Goal of the exercise: Reproduce word for word the part of the passage below about singleness, loneliness, and happiness, starting at "When you invite" and ending at "never get back.".

Source text:
As single people, we often put conditions on our happiness.
We say, "When I get married, then I'll be happy" or "When I have children, then I'll be happy," or "When I have a nice family, a comfortable home, and a fulfilling, high-paying job, then I'll be happy."
We make the absence of loneliness one of the conditions of our happiness too. We assume that we can't be happy until everything is perfect in our life, which means no more loneliness.
But there's a danger for single people when we put conditions on our happiness. We slip into the trap of postponing our life.
The Ugly Truth About LonelinessMarriage doesn't guarantee an end to loneliness. Millions of married people are lonely too, still looking for a level of understanding and acceptance their spouse doesn't give them.
The ugly truth is that loneliness is an inescapable part of the human condition, as even Jesus found out. He was the most well-adjusted person who ever lived, yet he knew times of deep loneliness too.
If you accept the truth that loneliness is unavoidable, what can you do about it?
I think you can decide how big a role you're willing to let loneliness play in your life. You can refuse to let it dominate your existence. That's a daring approach. If you take a stand that bold, you'll only be able to achieve it if you rely on the Holy Spirit for help.
None of us turns to the Holy Spirit as often as we should. We forget that he's the real presence of Christ on earth, living within us to give encouragement and guidance.
When you invite the Holy Spirit to supervise your attitude, you can become a happy person who knows occasional times of loneliness, instead of a lonely person who knows occasional times of happiness. That's not a play on words. It's a real, achievable goal.
Seeing What's at Stake
To be dominated by happiness instead of loneliness, you have to admit that the calendar is turning on you. You have to see that every day spent feeling lonely and miserable is a day you can never get back.

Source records

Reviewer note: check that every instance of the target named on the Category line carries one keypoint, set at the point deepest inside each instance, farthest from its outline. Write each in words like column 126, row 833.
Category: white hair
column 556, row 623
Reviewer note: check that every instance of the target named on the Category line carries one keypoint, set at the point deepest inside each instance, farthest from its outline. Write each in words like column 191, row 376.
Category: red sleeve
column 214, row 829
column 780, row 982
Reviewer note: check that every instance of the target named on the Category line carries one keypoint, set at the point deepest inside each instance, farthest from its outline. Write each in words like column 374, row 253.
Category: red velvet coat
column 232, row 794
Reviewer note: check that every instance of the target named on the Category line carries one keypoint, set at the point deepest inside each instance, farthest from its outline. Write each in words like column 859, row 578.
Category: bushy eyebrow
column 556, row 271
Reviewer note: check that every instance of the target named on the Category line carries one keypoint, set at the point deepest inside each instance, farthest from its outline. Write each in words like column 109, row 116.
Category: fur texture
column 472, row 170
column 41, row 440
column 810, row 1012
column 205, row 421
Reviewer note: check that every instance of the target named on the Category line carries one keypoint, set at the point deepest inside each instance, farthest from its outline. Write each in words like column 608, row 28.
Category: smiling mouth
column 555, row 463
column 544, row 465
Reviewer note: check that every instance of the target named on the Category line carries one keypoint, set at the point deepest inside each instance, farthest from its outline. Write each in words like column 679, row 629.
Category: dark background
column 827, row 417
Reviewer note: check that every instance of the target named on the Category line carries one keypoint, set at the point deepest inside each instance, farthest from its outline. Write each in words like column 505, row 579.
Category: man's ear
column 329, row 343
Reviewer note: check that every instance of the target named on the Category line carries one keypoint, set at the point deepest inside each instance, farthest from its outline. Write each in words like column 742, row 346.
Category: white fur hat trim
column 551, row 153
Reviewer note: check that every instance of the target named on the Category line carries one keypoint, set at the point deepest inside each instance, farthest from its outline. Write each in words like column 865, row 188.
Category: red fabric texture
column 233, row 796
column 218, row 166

Final result:
When you invite the Holy Spirit to supervise your attitude, you can become a happy person who knows occasional times of loneliness, instead of a lonely person who knows occasional times of happiness. That's not a play on words. It's a real, achievable goal.
Seeing What's at Stake
To be dominated by happiness instead of loneliness, you have to admit that the calendar is turning on you. You have to see that every day spent feeling lonely and miserable is a day you can never get back.